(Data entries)
☆ ☆ ☆

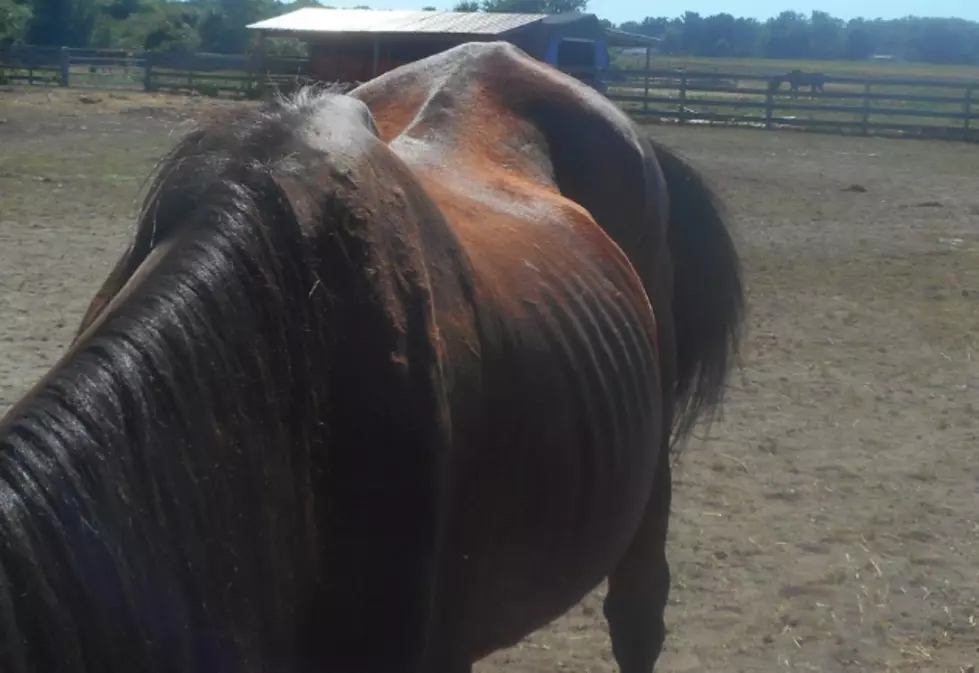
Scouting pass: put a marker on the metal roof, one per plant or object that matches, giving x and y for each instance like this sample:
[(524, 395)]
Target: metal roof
[(322, 20)]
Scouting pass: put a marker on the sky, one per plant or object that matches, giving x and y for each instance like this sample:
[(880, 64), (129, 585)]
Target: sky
[(618, 11)]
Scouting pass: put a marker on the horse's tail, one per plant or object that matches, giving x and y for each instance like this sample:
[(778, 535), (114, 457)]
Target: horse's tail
[(708, 293)]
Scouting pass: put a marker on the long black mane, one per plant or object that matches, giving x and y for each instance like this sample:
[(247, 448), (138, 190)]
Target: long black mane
[(156, 496)]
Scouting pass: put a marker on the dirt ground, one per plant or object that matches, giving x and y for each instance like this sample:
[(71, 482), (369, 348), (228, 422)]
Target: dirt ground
[(830, 522)]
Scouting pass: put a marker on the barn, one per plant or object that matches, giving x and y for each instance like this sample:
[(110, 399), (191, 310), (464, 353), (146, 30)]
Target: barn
[(351, 45)]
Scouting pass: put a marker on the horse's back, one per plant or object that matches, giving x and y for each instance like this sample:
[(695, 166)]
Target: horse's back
[(551, 360)]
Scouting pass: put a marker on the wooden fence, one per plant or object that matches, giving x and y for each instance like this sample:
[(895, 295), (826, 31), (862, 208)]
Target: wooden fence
[(925, 107), (109, 69), (922, 107)]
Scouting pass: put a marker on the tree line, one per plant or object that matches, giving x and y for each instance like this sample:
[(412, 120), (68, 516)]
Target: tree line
[(219, 26)]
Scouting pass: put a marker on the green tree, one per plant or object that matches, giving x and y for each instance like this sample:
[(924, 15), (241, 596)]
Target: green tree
[(15, 17)]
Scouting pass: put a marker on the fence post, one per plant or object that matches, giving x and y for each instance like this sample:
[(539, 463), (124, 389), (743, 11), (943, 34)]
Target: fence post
[(682, 112), (967, 111), (865, 121), (769, 108), (645, 91), (148, 71), (65, 59)]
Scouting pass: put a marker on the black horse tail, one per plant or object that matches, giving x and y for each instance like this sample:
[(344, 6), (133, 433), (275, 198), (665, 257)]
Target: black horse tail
[(708, 293)]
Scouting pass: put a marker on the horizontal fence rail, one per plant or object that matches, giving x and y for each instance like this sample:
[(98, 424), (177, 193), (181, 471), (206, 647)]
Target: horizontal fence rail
[(909, 106), (926, 107)]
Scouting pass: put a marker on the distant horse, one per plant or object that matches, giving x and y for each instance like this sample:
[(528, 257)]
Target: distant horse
[(796, 79), (384, 382)]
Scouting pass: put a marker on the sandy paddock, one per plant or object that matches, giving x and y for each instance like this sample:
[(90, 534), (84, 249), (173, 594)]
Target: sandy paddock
[(828, 524)]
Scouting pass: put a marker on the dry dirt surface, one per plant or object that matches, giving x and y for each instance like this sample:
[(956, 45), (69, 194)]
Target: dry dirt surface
[(829, 521)]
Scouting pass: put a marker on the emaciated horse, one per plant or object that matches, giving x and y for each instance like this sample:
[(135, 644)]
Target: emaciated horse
[(796, 79), (385, 382)]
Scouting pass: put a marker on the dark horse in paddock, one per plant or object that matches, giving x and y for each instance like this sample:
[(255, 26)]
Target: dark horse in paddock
[(384, 382), (796, 79)]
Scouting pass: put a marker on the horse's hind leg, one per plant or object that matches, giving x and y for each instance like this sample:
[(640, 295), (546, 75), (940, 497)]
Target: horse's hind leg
[(640, 584)]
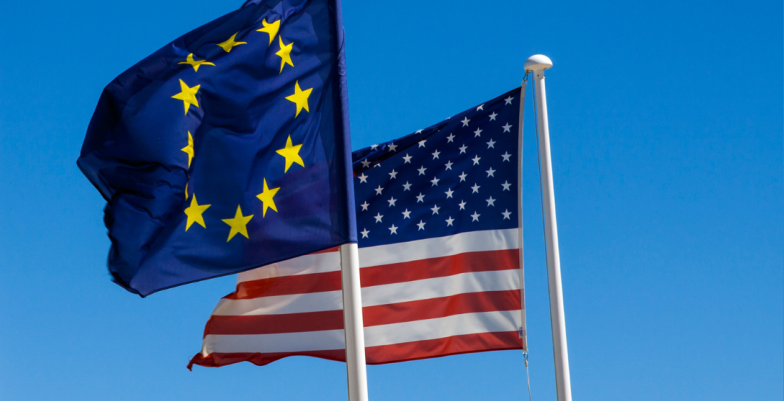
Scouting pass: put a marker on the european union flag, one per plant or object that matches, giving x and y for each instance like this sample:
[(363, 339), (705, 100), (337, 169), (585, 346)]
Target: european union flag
[(227, 149)]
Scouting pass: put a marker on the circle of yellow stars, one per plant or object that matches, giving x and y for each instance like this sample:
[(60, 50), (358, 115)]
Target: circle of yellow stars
[(188, 95)]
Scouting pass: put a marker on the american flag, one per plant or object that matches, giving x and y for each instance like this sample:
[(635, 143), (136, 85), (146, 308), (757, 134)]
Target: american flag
[(440, 252)]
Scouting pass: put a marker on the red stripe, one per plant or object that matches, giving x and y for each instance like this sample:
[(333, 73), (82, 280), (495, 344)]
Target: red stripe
[(287, 285), (440, 267), (489, 301), (271, 324), (260, 358), (333, 249), (379, 275), (464, 344)]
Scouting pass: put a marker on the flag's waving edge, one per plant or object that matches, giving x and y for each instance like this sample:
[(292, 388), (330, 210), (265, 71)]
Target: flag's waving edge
[(439, 253), (226, 149)]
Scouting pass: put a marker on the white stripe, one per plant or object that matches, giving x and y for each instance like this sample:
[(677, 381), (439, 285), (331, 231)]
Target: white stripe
[(282, 342), (474, 241), (437, 287), (429, 329), (308, 264), (280, 304), (420, 330)]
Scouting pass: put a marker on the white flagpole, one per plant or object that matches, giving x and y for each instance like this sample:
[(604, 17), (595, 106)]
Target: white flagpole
[(538, 63), (353, 324)]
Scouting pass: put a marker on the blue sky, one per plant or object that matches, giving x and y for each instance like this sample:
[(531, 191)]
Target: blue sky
[(666, 129)]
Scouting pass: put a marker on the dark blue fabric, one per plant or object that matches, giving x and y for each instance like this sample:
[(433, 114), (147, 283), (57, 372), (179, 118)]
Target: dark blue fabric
[(409, 188), (132, 150)]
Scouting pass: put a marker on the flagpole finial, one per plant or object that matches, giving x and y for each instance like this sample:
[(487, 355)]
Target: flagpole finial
[(538, 62)]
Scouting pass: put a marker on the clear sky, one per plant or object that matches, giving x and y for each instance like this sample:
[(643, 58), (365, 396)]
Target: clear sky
[(666, 129)]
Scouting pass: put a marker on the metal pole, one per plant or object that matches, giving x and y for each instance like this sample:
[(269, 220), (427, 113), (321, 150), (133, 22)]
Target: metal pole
[(353, 325), (538, 63), (523, 333)]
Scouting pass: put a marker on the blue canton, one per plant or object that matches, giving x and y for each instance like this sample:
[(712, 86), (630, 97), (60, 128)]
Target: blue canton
[(456, 176)]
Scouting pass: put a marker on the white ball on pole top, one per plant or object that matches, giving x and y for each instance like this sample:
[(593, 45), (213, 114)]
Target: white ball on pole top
[(538, 62)]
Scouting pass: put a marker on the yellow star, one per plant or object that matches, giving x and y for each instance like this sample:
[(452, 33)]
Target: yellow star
[(300, 98), (271, 29), (266, 198), (291, 153), (194, 213), (227, 45), (195, 63), (285, 54), (189, 149), (188, 95), (238, 224)]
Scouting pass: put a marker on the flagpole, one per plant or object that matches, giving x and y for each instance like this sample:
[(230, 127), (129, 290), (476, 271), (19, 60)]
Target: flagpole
[(538, 63), (353, 324)]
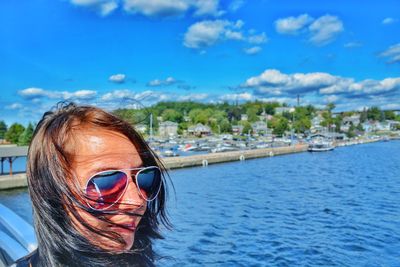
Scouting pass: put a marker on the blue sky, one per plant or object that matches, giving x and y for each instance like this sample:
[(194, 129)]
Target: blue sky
[(102, 51)]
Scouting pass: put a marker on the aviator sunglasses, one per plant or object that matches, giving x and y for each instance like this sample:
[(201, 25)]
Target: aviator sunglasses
[(105, 188)]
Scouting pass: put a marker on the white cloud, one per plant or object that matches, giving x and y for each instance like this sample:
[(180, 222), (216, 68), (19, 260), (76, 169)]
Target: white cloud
[(258, 39), (352, 45), (117, 78), (322, 30), (392, 53), (292, 25), (331, 99), (206, 33), (168, 8), (273, 82), (103, 7), (325, 29), (388, 21), (156, 8), (235, 5), (237, 97), (35, 93), (14, 106), (118, 94), (166, 82), (81, 94), (193, 97), (252, 50), (207, 7)]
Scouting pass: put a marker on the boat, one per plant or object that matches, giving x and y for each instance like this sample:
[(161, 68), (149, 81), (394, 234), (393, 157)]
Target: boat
[(170, 153), (17, 237), (320, 145)]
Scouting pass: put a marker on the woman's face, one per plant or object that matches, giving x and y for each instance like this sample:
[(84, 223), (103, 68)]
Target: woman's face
[(97, 150)]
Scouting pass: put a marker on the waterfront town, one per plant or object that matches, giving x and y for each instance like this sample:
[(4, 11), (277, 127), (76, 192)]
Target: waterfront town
[(175, 129)]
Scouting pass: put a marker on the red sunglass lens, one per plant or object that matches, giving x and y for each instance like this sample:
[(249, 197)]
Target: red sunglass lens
[(104, 189)]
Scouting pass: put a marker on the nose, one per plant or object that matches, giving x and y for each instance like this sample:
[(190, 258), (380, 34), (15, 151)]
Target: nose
[(132, 196)]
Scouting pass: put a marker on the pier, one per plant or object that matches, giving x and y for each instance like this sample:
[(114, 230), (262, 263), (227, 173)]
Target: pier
[(19, 180)]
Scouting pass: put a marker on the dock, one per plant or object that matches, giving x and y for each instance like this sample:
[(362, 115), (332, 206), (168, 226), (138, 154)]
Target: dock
[(19, 180)]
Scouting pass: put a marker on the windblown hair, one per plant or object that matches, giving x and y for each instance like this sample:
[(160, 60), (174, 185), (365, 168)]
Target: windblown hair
[(55, 200)]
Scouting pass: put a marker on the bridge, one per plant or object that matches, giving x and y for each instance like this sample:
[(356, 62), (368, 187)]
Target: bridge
[(10, 153)]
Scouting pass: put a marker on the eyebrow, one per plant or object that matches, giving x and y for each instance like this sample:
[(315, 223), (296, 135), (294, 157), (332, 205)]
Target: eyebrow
[(102, 169)]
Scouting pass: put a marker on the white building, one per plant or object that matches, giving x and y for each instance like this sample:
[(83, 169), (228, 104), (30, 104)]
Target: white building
[(168, 128)]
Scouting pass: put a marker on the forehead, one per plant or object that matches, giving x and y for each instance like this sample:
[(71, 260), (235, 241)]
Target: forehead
[(96, 147)]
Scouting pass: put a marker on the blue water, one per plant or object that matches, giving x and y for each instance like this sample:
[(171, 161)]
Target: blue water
[(338, 208)]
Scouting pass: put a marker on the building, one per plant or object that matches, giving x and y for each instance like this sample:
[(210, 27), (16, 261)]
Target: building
[(199, 130), (348, 121), (237, 129), (168, 128), (260, 127), (280, 110), (141, 128), (316, 124)]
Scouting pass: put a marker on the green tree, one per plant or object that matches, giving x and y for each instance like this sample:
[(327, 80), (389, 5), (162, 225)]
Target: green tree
[(374, 113), (330, 106), (226, 127), (360, 128), (390, 115), (26, 137), (363, 115), (247, 127), (252, 114), (279, 125), (13, 133), (351, 132), (172, 115), (3, 129), (270, 107), (302, 125)]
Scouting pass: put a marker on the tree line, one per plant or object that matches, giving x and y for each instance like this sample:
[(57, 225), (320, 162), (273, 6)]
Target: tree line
[(220, 117)]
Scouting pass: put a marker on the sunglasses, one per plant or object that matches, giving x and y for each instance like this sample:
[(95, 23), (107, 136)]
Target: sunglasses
[(105, 188)]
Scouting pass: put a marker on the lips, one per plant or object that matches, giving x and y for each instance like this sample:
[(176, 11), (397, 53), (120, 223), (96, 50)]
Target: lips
[(124, 226)]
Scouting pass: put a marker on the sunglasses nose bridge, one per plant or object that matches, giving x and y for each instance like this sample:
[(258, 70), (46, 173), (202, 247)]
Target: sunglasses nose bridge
[(131, 194)]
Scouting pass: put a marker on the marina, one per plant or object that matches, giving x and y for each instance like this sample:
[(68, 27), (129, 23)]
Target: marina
[(290, 210), (173, 161)]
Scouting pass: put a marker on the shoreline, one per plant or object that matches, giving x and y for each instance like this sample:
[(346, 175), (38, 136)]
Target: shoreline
[(19, 180)]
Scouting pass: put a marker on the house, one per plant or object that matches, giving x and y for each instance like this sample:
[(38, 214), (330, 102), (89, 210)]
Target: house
[(316, 124), (237, 129), (141, 128), (280, 110), (348, 121), (260, 127), (369, 126), (168, 128), (199, 130), (393, 124)]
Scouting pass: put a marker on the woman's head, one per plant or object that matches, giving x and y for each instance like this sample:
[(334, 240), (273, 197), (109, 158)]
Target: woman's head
[(86, 205)]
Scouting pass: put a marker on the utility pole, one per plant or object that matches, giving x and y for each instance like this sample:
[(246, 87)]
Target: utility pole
[(151, 126)]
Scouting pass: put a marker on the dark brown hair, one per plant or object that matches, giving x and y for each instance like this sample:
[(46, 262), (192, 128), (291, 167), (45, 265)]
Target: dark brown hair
[(55, 201)]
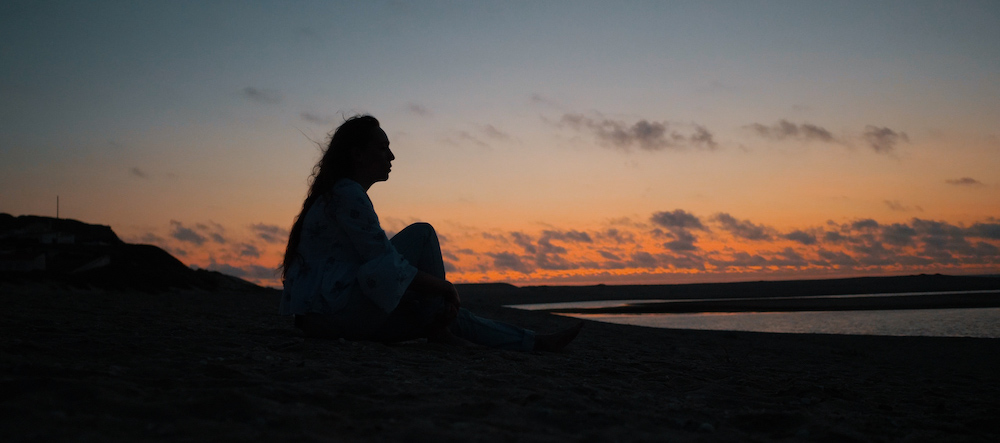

☆ ☆ ☆

◆ **Problem to solve**
Write out the rows from the start through the line that contains "71), (65, 59)]", including both ends. Leave the pictures out of your answer.

◆ **Written solution**
Scouting pass: put a marker on the metal roof, one per plant or object that matches, giving x and y for each instance like this sample:
[(524, 395)]
Target: metal roof
[(322, 20)]
Scouting pass: put a marker on the sky, one per plant or object that matches, giving x and y for each instance like this sample:
[(880, 64), (129, 585)]
Target: sky
[(618, 11)]
Scouting pass: put a marker on the horse's tail, one per plant or object that matches, giving x and y for each instance like this sample:
[(778, 535), (114, 457)]
Target: horse's tail
[(708, 293)]
Scouting pass: put a marker on the long black mane, one per plant or object that matches, giving x and y for each instance like this sample:
[(247, 448), (138, 190)]
Target: long black mane
[(156, 496)]
Scouting pass: put a marker on the dirt ground, one per plant or object that matches, giving x and y for each instance like this sample:
[(71, 482), (369, 348), (228, 422)]
Target: dirt ground
[(830, 522)]
Scouting pass: put a marker on the barn, one per plant or object that matches, giving x and y for each instance like this sample:
[(110, 399), (191, 310), (464, 353), (146, 30)]
Target: barn
[(351, 45)]
Scouting pass: put a marker on the horse's back, one per plant or object that matches, giving x and y for each instance like this sample:
[(695, 166)]
Target: horse's back
[(551, 360)]
Scouting pass: put a marker on the wooden fence, one per plant or object that matches, giving x and y for each instance like this sample:
[(895, 295), (826, 31), (862, 208)]
Target: wooden fence
[(925, 107), (109, 69), (922, 107)]
Scouting pass: put a marker on the tree line, one per plant or object that matches, giving x and y for each instance like this sample:
[(412, 120), (68, 516)]
Target: tree line
[(219, 26)]
Scouting pass: put a marker on the green tree, one per plant or object that matches, giving x and y for each instance like this sample:
[(924, 15), (241, 596)]
Target: green tree
[(15, 17)]
Scouting pass: put a marker on the fence post, one per plant or object that matches, giving x and y for each instance like this sample:
[(539, 463), (124, 389), (743, 11), (943, 34)]
Target: fence post
[(682, 112), (967, 111), (865, 121), (769, 108), (645, 91), (148, 71), (65, 59)]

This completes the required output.